* Texte proposé
RETOUR SUR LA DÉFINITION DU MOT CREOLE
A l’occasion du mois du créole qui s’achève, il nous apparait opportun de revenir sur la définition d’un mot qui ne cesse de subir un long glissement sémantique, au point que les dictionnaires d’aujourd’hui feraient bien de revoir leur copie…
S’il est vrai que différents dictionnaires renommés donnent encore au terme « créole » la définition de « personnes de race blanche nées dans les Antilles intertropicales », il n’en est pas moins vrai que ce mot a connu – et continue de connaître – un glissement sémantique considérable. En effet, il y a longtemps que « cuisine créole », « maison créole » ou « littérature créole » ne désignent plus la cuisine, l’habitation ou les écrits de « personnes de race blanche nées dans les Antilles intertropicales ».

* Consignes de l'exercice
(A) Pour chacune des affirmations suivantes, indiquez si elle concorde avec le texte sur le mot créole, en citant les mots qui permettent d'en décider : (i) certains dictionnaires définissent encore le terme « créole » comme désignant des personnes de race blanche nées dans les Antilles intertropicales ; (ii) selon le texte, le glissement sémantique du mot est désormais achevé ; (iii) le texte paraît au début du mois du créole.
(B) Poursuivez le texte sur le mot créole en reprenant après sa dernière phrase.

Entrées d'étiquetage et de segmentation
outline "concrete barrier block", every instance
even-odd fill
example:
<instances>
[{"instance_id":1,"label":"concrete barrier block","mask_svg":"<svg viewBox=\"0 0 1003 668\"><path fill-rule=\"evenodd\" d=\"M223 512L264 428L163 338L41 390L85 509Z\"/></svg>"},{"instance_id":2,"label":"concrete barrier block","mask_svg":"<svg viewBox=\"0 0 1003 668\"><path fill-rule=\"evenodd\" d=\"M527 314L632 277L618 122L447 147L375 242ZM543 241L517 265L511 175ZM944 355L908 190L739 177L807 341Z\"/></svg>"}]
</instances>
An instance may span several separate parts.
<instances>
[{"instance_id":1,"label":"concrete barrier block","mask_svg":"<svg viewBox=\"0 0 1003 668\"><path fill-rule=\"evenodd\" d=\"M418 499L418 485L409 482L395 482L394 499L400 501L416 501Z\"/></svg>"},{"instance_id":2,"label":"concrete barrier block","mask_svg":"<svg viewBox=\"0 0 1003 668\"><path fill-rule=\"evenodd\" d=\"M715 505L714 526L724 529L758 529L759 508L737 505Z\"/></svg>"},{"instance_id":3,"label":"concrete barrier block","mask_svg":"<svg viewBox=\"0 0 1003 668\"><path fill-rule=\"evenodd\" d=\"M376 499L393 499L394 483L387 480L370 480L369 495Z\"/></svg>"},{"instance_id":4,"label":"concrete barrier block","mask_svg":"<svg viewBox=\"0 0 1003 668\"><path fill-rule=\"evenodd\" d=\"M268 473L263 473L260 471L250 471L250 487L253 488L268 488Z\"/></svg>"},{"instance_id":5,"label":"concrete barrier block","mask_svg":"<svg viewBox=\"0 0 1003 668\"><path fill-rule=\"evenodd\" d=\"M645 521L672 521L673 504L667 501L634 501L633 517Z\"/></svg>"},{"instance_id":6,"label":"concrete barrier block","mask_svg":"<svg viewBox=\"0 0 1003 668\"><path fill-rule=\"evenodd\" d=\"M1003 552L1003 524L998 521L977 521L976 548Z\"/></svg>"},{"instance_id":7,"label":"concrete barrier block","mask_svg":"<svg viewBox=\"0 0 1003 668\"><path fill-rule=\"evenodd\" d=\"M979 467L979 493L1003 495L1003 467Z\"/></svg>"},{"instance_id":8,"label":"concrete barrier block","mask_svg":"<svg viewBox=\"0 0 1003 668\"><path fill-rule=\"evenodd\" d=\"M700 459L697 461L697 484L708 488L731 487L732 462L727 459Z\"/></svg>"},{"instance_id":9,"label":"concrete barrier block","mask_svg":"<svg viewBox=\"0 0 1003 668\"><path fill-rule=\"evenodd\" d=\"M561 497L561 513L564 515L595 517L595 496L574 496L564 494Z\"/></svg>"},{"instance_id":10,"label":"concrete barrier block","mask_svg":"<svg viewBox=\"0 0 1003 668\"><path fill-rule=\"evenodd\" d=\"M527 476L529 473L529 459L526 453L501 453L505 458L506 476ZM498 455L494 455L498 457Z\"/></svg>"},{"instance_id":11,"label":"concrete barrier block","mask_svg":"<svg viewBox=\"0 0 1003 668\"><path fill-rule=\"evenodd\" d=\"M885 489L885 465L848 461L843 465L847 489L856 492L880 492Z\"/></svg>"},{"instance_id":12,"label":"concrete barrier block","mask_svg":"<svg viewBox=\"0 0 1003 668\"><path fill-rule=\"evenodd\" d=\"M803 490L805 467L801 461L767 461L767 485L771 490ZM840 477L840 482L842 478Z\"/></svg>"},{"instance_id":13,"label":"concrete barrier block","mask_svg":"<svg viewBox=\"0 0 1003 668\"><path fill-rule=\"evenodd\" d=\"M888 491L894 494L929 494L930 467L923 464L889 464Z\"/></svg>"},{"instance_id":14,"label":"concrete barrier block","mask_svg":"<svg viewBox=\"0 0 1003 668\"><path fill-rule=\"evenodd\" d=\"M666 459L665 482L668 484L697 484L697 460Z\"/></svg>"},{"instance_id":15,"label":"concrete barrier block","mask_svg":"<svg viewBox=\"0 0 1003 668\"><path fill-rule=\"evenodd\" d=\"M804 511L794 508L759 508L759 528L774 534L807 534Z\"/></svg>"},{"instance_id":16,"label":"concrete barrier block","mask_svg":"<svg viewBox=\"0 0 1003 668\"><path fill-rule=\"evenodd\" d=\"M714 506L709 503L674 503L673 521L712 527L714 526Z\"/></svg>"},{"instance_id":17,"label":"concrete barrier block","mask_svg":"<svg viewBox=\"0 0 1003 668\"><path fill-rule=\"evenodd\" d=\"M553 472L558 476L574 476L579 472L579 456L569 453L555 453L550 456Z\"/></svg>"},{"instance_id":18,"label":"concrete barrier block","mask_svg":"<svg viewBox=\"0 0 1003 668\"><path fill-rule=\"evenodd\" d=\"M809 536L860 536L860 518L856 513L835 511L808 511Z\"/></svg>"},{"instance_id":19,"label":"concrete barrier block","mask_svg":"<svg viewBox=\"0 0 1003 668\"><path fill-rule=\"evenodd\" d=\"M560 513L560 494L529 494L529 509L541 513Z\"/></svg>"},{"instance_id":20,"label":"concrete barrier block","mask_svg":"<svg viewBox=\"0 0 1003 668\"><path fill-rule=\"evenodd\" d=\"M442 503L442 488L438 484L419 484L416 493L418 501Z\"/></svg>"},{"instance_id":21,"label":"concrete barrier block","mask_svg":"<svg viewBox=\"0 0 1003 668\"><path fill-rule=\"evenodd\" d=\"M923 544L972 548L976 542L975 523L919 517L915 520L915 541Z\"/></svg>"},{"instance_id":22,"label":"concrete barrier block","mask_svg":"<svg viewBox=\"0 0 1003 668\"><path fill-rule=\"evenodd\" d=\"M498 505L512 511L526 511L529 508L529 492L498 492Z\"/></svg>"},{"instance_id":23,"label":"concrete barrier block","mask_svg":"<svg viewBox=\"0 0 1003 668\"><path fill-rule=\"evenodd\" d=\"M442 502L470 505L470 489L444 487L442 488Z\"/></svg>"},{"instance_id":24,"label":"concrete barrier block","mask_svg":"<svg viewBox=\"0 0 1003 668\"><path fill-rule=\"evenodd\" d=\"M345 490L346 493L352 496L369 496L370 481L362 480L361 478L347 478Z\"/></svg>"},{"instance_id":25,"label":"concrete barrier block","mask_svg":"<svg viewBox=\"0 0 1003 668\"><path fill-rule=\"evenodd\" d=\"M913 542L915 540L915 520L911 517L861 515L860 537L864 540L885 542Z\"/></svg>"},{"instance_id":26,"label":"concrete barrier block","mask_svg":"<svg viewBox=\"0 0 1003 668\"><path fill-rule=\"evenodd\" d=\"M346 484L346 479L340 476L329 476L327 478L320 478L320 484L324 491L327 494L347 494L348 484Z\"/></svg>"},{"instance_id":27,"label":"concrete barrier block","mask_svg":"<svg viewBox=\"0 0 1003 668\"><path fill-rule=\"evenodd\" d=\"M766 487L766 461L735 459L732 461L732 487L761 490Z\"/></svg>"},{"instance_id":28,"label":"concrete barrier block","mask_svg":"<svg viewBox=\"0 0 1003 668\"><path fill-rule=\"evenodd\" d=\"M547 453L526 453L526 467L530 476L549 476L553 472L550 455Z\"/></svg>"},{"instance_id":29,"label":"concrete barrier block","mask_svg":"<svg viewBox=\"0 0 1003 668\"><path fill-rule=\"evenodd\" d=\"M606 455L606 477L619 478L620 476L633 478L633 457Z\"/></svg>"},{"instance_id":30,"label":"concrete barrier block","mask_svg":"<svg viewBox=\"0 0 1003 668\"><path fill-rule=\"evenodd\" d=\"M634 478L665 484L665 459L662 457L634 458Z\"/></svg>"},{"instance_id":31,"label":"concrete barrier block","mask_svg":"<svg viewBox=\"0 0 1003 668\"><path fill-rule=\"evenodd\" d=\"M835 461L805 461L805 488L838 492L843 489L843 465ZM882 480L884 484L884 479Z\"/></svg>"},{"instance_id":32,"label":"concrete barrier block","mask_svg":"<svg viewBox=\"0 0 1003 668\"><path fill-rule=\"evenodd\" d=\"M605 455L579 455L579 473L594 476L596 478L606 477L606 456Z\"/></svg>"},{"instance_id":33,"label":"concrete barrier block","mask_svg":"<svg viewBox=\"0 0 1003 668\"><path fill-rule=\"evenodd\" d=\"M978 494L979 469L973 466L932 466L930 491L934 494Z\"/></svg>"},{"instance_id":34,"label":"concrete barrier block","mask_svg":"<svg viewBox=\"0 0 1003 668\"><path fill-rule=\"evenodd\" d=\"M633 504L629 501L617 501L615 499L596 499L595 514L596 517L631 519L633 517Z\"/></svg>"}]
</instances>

* Réponses ci-dessous
(A)
(i) Oui : « différents dictionnaires renommés donnent encore au terme « créole » la définition de « personnes de race blanche nées dans les Antilles intertropicales » ».
(ii) Non : « ce mot a connu – et continue de connaître – un glissement sémantique considérable ».
(iii) Non : « A l’occasion du mois du créole qui s’achève ».

(B)
De fait, la créolité rompt avec une structuration identitaire figée ; c’est un processus constant, à partir duquel se fondent toute son originalité et la force de sa modernité. Car chercher à figer nos identités serait une entreprise illusoire, tout autant que prendre notre pays pour en faire un enclos, à l’heure où le monde devient un village trans et inter connecté.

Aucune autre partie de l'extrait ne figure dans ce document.